§ What the task requires: Could you repeat the records below exactly, leaving out any pictures?

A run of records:
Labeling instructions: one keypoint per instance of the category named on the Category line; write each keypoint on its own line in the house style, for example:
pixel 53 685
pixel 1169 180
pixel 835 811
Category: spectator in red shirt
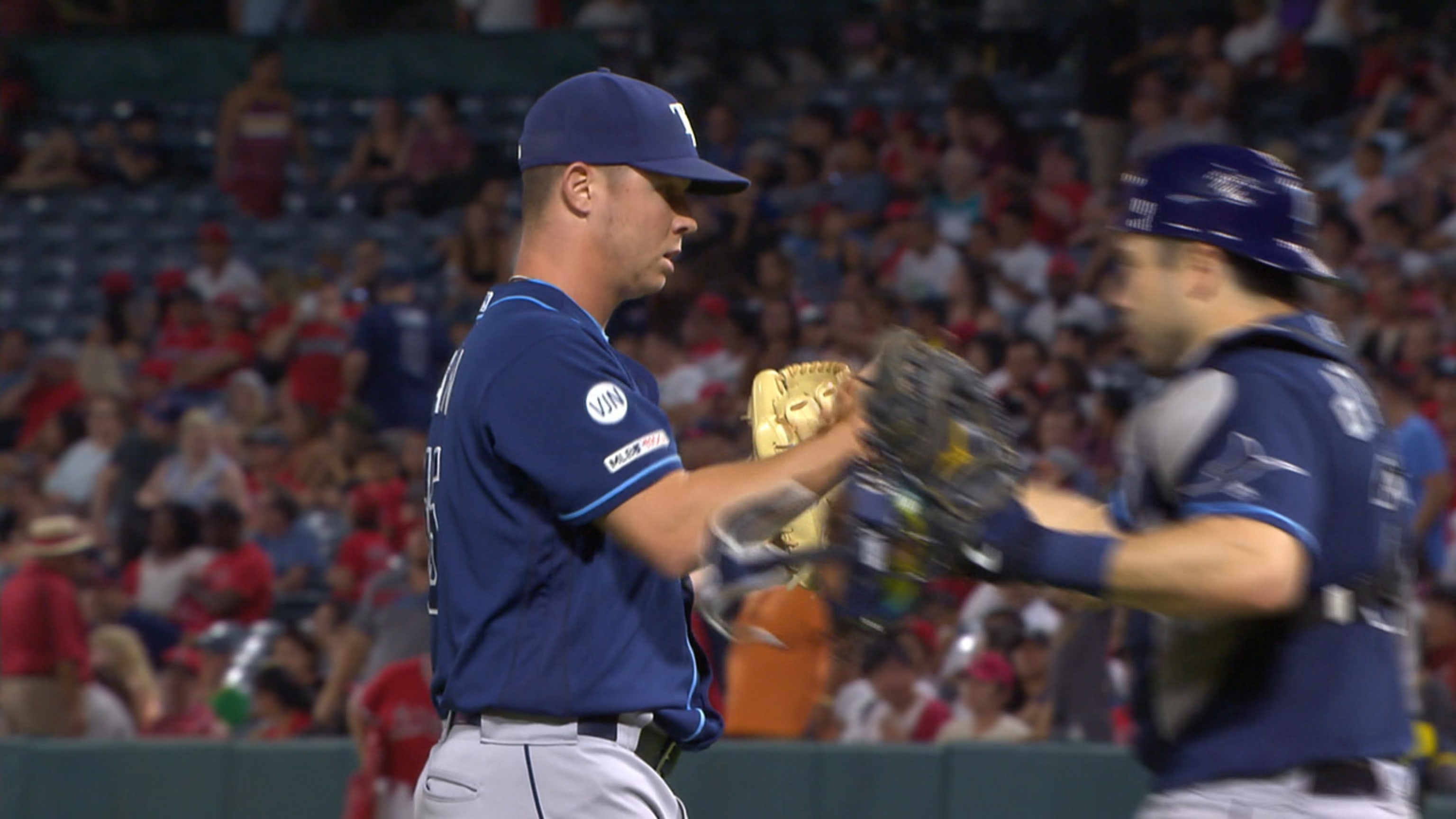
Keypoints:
pixel 47 391
pixel 314 343
pixel 282 706
pixel 185 712
pixel 184 331
pixel 363 554
pixel 237 586
pixel 398 707
pixel 44 654
pixel 228 349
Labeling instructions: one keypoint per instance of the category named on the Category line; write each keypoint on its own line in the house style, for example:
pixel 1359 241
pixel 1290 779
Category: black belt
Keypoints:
pixel 654 746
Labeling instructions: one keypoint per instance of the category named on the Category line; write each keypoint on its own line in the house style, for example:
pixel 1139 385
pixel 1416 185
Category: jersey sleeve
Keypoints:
pixel 571 417
pixel 1261 463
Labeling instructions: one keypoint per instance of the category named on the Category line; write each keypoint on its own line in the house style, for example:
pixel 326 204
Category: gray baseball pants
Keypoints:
pixel 530 770
pixel 1285 798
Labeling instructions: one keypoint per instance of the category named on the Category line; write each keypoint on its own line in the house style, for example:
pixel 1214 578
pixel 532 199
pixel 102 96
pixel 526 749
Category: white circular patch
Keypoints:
pixel 606 404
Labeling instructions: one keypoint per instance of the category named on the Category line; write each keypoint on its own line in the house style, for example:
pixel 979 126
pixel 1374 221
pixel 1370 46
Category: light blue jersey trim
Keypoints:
pixel 523 299
pixel 602 330
pixel 669 461
pixel 1257 513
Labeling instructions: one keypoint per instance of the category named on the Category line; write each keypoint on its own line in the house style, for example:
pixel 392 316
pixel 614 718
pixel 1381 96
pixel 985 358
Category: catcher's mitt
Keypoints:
pixel 787 409
pixel 941 445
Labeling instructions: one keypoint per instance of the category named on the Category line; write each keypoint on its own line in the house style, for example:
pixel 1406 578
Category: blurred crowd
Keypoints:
pixel 225 482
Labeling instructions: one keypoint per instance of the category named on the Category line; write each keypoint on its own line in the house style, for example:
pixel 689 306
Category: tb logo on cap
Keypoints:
pixel 682 114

§ Worked answer:
Labeling instructions: one keypoint per instance of the category named on the Category line; write each keypoint on its own line in the house style, for example:
pixel 53 685
pixel 1169 180
pixel 835 811
Category: spectator in red shirt
Keypoints:
pixel 47 391
pixel 314 343
pixel 282 706
pixel 185 712
pixel 184 331
pixel 363 554
pixel 237 586
pixel 398 707
pixel 44 654
pixel 228 349
Labeling instructions: one keypoint per instance of the category named on the Category line; write each keypoint on its own line in the house style, for example:
pixel 1359 241
pixel 1290 779
Category: black belt
Keypoints:
pixel 654 746
Labeling instructions: one keypoint per instance of the category named on the Category line; write each keypoint on its own line in the house style, for example:
pixel 1139 385
pixel 1416 185
Category: jersey sleeve
Keypoints:
pixel 571 417
pixel 1261 463
Labeling instructions: one keypoint per instance of the category named on the Category line; write each keypoint on its own line in the house style, for example:
pixel 326 204
Category: gray baseball pants
Keypoints:
pixel 530 770
pixel 1285 798
Labeling instructions: one keypoint per instance of the category named on the Category line; write each keypoint on its own line in the house style, for example:
pixel 1214 578
pixel 532 199
pixel 102 96
pixel 526 749
Category: white circular patch
Keypoints:
pixel 606 404
Labeling instructions: one keypoint per instance of the category named on the Category line; write each keypoint on its own line in the house style, for example:
pixel 979 126
pixel 1374 221
pixel 1370 46
Category: light blue jersey trim
Keypoints:
pixel 523 299
pixel 602 330
pixel 669 461
pixel 1257 513
Labeling instructions: one keypoint per instance of the category named on the Category line; write each keypoint on its own line in the house style, for example:
pixel 392 316
pixel 614 718
pixel 1381 96
pixel 985 358
Category: catcher's mitt
Keypoints:
pixel 787 409
pixel 941 445
Labeling instructions: one keypoint per instance of the category named on the Category line; write each keypoint on its own line in the house style, for example:
pixel 1406 578
Category: blurred crowd
Keypoints:
pixel 225 482
Labeling instructions: one keypoint per instance of the category named on the Category line; write each keypoint on its own line in the house style, for example:
pixel 689 306
Category: tb logo on cap
Keypoints:
pixel 682 114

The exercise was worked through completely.